Heureusement, le tramway fonctionne normalement. je n'attends qu'une minute et me voici en route pour Issy. Trente minutes reposantes de transport dans la banlieue chic. De beaux immeubles, de belles villas, le parc de St Cloud et ce qui reste du château, le musée de Sèvres... Je me laisse bercer par les légères secousses du train. Je suis vidé; plus aucunes forces (heureusement que je suis en cure Juvamine en ce moment). Mon état de stress se calme d'un coup et me plonge dans un état de somnolence. Si je me laissais aller, je crois bien que je pourrais m'endormir. Mais le but final arrive vite. Je n'ai jamais été aussi heureux d'arriver au travail. Il est 14h00. Il m'aura fallu 2h15 alors qu'en temps normal il m'en faut 45 minutes. Une pensée m'abat le moral pourtant : et ce soir, comment je fais moi?

## Consigne 1
Répondez aux questions suivantes à partir du passage fourni.
(a) Combien de temps faut-il attendre le tramway ?
(b) À quelle heure a lieu l'arrivée au travail ?
(c) Combien de temps ce trajet prend-il en temps normal ?
## Consigne 2
Résumez plus brièvement le paragraphe du passage fourni qui commence par « Heureusement, le tramway fonctionne normalement », en gardant ses faits principaux.
## Consigne 3
Réécrivez le passage fourni depuis « Heureusement, le tramway » jusqu'à « je fais moi? » inclus, en remplaçant « tramway » par « tram ».

## Informations extraites
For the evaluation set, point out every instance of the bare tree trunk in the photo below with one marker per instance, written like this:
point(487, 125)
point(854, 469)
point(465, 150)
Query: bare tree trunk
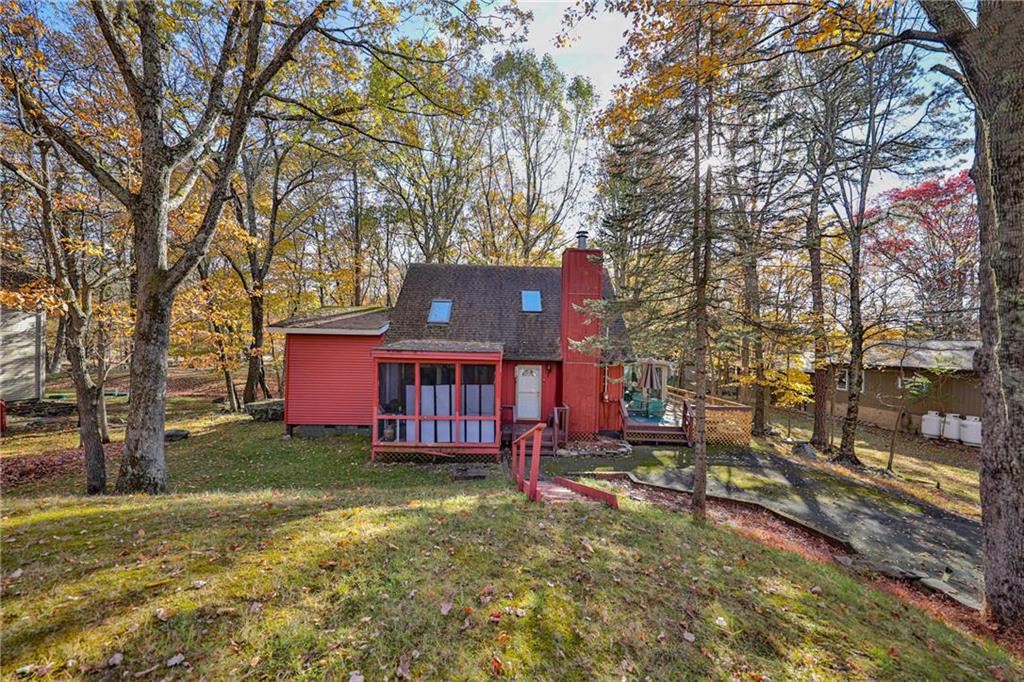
point(88, 396)
point(356, 239)
point(142, 465)
point(698, 501)
point(821, 378)
point(999, 182)
point(892, 438)
point(255, 377)
point(231, 395)
point(56, 356)
point(846, 454)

## Réponse rédigée 1
(a) Une minute.
(b) À 14h00.
(c) 45 minutes.

## Réponse rédigée 2
Le tramway fonctionne normalement et arrive après une minute d'attente. Le trajet de trente minutes vers Issy traverse la banlieue chic : beaux immeubles, villas, parc de St Cloud, restes du château, musée de Sèvres. La fatigue est totale, le stress retombe d'un coup et laisse place à une somnolence proche du sommeil. L'arrivée au travail à 14h00 est un grand soulagement : il a fallu 2h15 au lieu des 45 minutes habituelles. Une inquiétude demeure pourtant pour le retour du soir.

## Réponse rédigée 3
Heureusement, le tram fonctionne normalement. je n'attends qu'une minute et me voici en route pour Issy. Trente minutes reposantes de transport dans la banlieue chic. De beaux immeubles, de belles villas, le parc de St Cloud et ce qui reste du château, le musée de Sèvres... Je me laisse bercer par les légères secousses du train. Je suis vidé; plus aucunes forces (heureusement que je suis en cure Juvamine en ce moment). Mon état de stress se calme d'un coup et me plonge dans un état de somnolence. Si je me laissais aller, je crois bien que je pourrais m'endormir. Mais le but final arrive vite. Je n'ai jamais été aussi heureux d'arriver au travail. Il est 14h00. Il m'aura fallu 2h15 alors qu'en temps normal il m'en faut 45 minutes. Une pensée m'abat le moral pourtant : et ce soir, comment je fais moi?